> **ASSIGNMENT**:
Nothing other than the lines from the one containing "of the long" through the last line of the data below should be output, each reproduced exactly.
[INPUT — start]
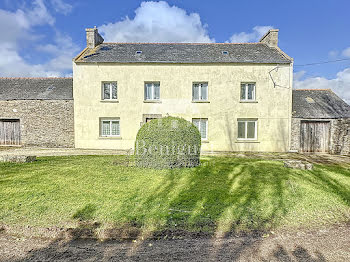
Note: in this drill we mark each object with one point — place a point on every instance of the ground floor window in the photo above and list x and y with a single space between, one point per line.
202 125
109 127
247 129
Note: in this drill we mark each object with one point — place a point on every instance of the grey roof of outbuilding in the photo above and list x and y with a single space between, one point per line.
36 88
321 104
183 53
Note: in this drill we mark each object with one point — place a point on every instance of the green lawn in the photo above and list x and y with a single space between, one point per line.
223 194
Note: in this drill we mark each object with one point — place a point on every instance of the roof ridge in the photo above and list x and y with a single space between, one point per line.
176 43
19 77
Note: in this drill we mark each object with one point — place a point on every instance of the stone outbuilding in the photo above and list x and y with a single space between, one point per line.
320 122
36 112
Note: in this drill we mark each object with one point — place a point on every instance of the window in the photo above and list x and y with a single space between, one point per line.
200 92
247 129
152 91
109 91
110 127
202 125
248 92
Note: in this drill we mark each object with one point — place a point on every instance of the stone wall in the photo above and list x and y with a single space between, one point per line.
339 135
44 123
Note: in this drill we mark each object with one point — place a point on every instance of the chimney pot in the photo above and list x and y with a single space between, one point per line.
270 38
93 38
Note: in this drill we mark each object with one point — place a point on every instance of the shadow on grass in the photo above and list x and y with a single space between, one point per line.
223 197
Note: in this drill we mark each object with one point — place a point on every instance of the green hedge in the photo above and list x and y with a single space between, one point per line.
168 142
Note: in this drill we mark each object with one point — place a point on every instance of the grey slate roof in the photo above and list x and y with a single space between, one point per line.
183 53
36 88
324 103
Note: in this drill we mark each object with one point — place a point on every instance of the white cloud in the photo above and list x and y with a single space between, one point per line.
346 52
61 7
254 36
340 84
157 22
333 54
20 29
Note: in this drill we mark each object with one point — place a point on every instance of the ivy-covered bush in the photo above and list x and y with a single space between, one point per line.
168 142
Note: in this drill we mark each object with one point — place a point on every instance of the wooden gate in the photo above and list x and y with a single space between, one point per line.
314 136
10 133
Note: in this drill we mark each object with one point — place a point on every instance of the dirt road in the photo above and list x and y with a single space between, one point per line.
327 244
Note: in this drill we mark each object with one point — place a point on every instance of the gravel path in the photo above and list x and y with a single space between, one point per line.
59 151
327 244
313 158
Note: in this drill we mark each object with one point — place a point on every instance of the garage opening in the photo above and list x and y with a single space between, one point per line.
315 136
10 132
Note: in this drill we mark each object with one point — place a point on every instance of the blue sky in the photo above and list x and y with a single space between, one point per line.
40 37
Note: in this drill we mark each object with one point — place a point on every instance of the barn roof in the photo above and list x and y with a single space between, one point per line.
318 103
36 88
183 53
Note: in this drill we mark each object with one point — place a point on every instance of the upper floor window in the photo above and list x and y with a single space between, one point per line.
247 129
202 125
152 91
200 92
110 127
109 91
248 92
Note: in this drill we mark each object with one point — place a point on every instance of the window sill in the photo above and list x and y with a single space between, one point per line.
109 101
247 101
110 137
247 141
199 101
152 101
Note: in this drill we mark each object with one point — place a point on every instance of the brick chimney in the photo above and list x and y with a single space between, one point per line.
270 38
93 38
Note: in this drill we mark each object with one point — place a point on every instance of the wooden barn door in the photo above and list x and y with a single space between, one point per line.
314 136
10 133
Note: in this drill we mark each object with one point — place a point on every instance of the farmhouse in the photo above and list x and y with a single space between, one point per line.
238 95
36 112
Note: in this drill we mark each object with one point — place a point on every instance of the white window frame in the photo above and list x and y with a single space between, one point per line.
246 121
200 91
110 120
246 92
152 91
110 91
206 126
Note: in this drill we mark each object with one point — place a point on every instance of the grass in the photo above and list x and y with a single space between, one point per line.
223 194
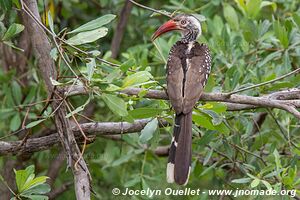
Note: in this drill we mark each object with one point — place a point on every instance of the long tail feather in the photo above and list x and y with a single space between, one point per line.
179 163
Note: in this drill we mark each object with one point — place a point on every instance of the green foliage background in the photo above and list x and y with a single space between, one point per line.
[INPUT — finish]
> **OUTPUT FOR THIS TASK**:
Note: in this drill we mark each object with one point — place a point on every instance of the long tail feather in the photo above and list x and y with a single space between, one point per line.
179 163
Note: in this drill we mark each object with one point — place a point on every instance of the green foliage background in the photo above and list x and y with a single space between, one point per line.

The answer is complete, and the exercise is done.